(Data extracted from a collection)
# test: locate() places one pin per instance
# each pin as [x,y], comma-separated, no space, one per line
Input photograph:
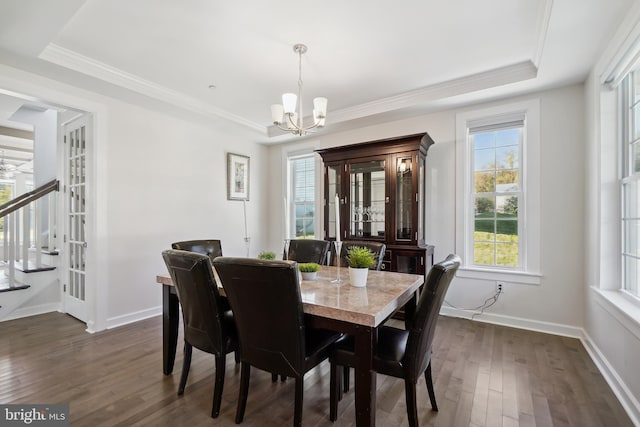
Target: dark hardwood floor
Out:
[484,375]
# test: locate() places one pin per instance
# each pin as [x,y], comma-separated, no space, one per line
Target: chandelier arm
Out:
[300,116]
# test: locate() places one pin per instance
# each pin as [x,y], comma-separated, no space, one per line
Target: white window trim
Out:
[300,150]
[530,271]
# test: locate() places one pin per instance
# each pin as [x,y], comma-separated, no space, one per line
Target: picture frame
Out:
[238,173]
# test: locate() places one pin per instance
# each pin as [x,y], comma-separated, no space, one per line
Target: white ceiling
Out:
[371,58]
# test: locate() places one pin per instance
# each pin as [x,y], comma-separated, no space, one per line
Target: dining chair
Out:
[376,247]
[400,353]
[210,247]
[308,250]
[208,325]
[267,306]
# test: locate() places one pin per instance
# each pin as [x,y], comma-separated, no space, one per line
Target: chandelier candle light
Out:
[285,116]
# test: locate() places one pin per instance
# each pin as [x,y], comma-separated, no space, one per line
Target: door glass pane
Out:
[334,185]
[367,199]
[404,198]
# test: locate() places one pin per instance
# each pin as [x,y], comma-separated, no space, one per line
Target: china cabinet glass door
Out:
[405,195]
[334,185]
[367,199]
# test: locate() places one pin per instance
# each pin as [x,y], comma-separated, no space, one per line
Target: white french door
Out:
[77,136]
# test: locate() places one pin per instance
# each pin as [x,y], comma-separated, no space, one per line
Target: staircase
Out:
[28,276]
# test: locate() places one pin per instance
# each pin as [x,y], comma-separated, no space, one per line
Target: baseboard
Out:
[33,311]
[516,322]
[620,389]
[114,322]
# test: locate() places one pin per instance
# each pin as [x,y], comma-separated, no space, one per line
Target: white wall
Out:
[158,175]
[167,182]
[557,304]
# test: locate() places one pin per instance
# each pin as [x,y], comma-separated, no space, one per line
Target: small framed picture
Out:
[237,177]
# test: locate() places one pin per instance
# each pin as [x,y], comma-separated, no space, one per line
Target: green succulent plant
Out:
[267,255]
[308,267]
[360,257]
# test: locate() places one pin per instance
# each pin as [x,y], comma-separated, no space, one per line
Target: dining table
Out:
[329,304]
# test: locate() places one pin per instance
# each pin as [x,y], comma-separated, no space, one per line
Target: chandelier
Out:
[285,116]
[6,171]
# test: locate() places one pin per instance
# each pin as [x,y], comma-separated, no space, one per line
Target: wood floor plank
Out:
[484,376]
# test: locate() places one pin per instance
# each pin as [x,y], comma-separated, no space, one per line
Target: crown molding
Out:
[472,83]
[69,59]
[543,29]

> _PROMPT_: An exact copy of the lines from the one containing "Target: staircase" through the end of the data above is the whole answer.

> _COMPLETED TASK_:
Target: staircase
Out:
[28,276]
# test: locate() places one pin per instance
# each pin as [x,y], comma-separated, no space, one per line
Target: baseboard
Out:
[33,311]
[516,322]
[620,389]
[114,322]
# test: locate() places one pin per instance
# each pin as [x,y], comma-separated, no space, one per line
Target: white wall
Out:
[158,175]
[167,182]
[557,304]
# test: locate() places one pin per instance
# each pin as [x,y], comma-separated, no space, one per line
Target: small framed picture
Out:
[237,177]
# test: locate() places one pin per instance
# each pin as [x,y], comma-separated, no space, one per line
Target: green succulent plant
Out:
[267,255]
[308,267]
[360,257]
# test: locate() places one pin per instance
# each pin as [x,y], comma-separated, no space, one per line
Target: dining table
Out:
[329,304]
# test: locate() places one pin per instance
# each pin as [x,y], comma-separated, no space, one per line
Target: chandelier
Out:
[285,116]
[6,171]
# test: locate() places one pin per instance
# each pin as [x,y], comma-separated, no space, one per line
Target: wood floor plank
Out:
[484,376]
# test: locate() places one pin per instance
# each pin as [x,y], comma-separated, no space, one per line
Target: crown molding
Out:
[472,83]
[69,59]
[543,29]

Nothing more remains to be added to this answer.